Records from a data collection
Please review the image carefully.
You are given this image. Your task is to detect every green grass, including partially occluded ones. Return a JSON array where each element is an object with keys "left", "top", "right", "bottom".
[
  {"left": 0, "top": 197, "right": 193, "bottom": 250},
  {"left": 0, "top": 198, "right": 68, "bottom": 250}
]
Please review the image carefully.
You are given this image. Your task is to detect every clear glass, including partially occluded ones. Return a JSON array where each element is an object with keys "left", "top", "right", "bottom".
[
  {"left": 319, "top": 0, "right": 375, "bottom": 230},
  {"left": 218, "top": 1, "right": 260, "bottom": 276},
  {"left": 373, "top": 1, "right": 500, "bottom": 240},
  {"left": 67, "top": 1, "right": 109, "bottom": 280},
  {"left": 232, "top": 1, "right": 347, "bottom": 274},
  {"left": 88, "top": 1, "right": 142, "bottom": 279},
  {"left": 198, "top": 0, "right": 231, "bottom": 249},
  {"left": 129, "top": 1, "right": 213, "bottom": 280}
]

The request -
Reproduce the records above with every occurrence of "partially occluded" replaced by "partly hidden" and everything else left unchanged.

Answer for this exercise -
Please review the image carefully.
You are given this image. Your task is to detect every green grass, including partly hidden ones. Return a JSON array where each element is an object with keys "left", "top", "right", "bottom".
[
  {"left": 0, "top": 197, "right": 193, "bottom": 250},
  {"left": 0, "top": 198, "right": 68, "bottom": 250}
]
Please review the image carefully.
You are given this image. Your task is to detect every clear glass, including partly hidden ones. Return a JSON array where each element is an object with keys "left", "top", "right", "bottom".
[
  {"left": 319, "top": 0, "right": 375, "bottom": 230},
  {"left": 218, "top": 1, "right": 260, "bottom": 276},
  {"left": 373, "top": 1, "right": 500, "bottom": 240},
  {"left": 67, "top": 1, "right": 109, "bottom": 280},
  {"left": 232, "top": 1, "right": 347, "bottom": 274},
  {"left": 88, "top": 1, "right": 142, "bottom": 279},
  {"left": 198, "top": 0, "right": 231, "bottom": 249},
  {"left": 129, "top": 1, "right": 213, "bottom": 280}
]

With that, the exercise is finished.